-------- Dataset rows --------
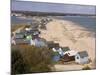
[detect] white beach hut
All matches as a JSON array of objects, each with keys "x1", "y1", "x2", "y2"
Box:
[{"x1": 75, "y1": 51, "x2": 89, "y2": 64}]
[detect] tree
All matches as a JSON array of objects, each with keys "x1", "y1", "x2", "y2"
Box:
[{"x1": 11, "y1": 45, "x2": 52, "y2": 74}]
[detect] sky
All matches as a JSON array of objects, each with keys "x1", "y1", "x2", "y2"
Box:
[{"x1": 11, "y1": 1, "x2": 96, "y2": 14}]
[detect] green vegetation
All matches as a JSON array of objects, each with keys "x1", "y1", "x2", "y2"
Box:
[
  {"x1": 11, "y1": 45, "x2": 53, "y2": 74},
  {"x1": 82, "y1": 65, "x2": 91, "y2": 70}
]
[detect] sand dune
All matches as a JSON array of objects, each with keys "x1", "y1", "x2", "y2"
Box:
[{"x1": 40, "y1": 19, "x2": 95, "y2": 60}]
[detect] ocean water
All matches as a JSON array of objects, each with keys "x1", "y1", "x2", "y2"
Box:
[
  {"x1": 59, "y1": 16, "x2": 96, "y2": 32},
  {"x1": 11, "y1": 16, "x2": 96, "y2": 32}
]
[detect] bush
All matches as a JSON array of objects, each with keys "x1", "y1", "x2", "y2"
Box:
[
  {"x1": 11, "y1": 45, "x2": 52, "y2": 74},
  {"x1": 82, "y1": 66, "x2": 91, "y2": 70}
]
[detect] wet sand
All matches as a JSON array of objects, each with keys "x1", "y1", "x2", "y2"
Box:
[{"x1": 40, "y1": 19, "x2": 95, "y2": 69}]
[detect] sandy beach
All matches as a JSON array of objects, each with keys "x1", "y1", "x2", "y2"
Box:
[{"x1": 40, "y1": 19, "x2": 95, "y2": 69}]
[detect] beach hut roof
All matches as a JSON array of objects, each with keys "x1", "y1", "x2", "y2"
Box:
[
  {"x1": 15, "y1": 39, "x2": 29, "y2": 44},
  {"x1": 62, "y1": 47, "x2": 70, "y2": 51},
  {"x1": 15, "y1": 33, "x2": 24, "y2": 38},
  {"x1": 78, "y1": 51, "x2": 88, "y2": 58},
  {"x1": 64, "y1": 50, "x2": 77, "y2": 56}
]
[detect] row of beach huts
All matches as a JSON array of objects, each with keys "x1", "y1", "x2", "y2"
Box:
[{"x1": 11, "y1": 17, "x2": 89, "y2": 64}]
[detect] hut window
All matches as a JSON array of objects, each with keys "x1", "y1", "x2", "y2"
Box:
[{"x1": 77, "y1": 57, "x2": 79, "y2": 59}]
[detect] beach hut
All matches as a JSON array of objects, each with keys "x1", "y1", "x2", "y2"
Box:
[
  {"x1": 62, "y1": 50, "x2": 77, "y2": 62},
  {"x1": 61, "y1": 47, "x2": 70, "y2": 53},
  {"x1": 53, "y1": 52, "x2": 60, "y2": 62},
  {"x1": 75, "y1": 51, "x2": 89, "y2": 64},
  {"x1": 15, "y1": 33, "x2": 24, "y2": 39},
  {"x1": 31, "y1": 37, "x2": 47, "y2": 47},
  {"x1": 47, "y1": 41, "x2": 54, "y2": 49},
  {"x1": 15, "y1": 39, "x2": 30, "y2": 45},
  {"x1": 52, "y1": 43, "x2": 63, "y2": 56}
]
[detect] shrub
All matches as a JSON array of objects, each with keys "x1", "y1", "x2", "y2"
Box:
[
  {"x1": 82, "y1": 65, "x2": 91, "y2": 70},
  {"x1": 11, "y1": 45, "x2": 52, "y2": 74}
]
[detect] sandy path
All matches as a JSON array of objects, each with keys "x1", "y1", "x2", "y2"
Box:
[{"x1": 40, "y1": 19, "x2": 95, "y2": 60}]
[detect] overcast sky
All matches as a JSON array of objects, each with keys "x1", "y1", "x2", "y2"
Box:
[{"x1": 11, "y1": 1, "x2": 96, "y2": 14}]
--------
-------- Dataset rows --------
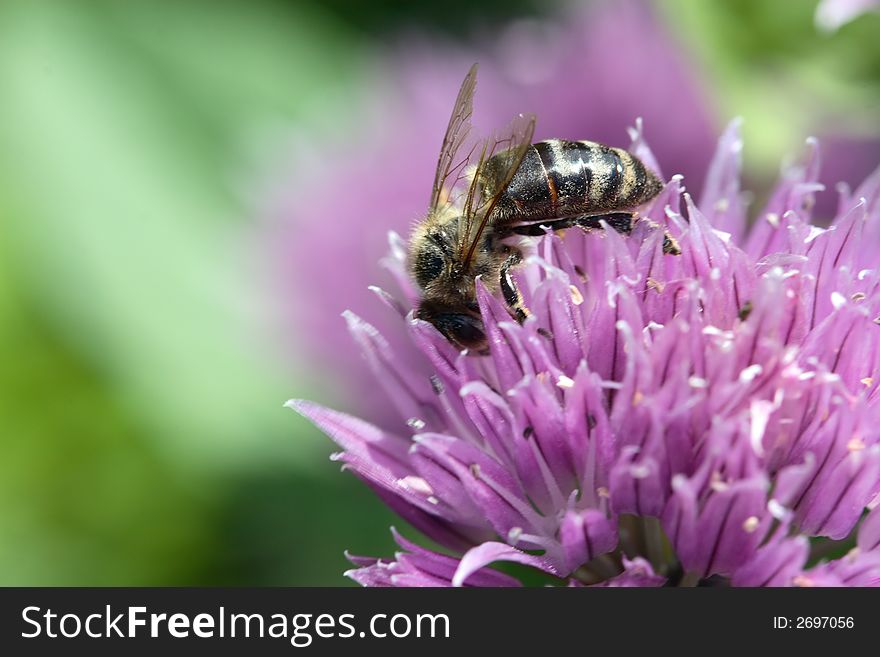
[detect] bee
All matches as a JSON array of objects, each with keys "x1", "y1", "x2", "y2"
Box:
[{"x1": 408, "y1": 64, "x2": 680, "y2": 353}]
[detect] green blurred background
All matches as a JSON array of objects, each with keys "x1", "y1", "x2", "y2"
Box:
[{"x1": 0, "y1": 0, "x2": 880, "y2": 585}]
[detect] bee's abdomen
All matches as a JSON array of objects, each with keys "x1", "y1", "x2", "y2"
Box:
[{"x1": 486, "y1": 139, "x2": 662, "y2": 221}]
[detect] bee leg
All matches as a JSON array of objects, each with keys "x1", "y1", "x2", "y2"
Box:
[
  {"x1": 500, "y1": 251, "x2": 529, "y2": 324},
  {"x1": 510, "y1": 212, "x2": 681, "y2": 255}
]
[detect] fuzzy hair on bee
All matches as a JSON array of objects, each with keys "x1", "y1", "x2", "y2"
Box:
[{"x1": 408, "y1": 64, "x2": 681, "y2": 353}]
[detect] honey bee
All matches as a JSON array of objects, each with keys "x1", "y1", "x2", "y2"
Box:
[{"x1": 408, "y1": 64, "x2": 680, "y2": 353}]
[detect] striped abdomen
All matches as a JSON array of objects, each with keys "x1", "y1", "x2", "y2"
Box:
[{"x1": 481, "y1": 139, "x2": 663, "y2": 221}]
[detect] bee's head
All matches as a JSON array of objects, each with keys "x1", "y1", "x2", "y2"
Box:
--------
-------- Dataset rows --------
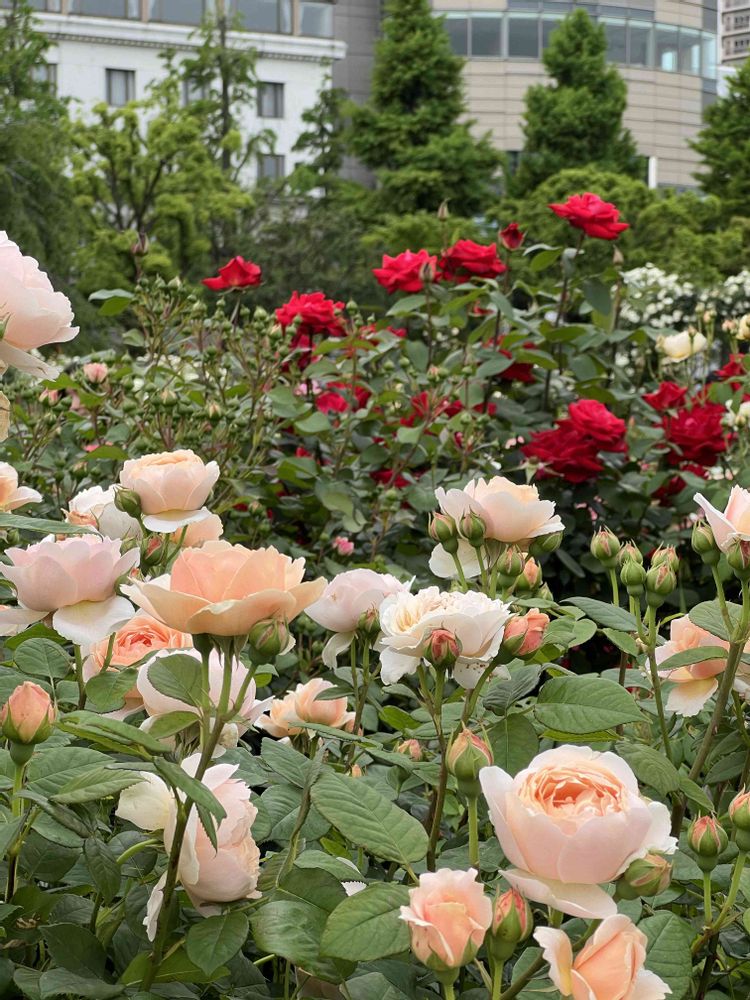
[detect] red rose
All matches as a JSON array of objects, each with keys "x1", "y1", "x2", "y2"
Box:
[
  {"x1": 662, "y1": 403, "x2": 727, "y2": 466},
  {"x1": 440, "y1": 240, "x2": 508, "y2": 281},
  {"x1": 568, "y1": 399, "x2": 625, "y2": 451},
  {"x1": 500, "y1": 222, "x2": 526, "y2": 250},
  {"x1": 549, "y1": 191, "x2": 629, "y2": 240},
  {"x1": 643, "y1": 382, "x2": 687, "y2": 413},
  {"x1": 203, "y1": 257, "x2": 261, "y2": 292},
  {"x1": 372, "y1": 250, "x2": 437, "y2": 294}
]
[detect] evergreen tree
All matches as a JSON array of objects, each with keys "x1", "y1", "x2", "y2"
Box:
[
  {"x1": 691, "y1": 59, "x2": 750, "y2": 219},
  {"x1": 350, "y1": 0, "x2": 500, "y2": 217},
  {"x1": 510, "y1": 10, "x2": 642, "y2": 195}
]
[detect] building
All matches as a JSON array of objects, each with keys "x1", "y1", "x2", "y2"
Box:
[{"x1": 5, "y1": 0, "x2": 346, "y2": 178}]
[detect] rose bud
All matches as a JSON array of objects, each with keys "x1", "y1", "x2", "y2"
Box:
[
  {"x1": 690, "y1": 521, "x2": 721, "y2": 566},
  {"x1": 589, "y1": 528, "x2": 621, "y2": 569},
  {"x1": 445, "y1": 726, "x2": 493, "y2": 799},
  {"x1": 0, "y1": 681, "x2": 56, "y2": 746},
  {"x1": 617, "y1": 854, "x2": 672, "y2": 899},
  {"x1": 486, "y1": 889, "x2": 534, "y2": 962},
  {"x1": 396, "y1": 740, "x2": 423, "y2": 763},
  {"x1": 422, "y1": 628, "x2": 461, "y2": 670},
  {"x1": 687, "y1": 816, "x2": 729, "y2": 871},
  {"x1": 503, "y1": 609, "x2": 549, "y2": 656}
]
--------
## Short task
Which lines in the records above contain the word "sandy"? Copy each of them.

## Finished exercise
[detect] sandy beach
[detect] sandy path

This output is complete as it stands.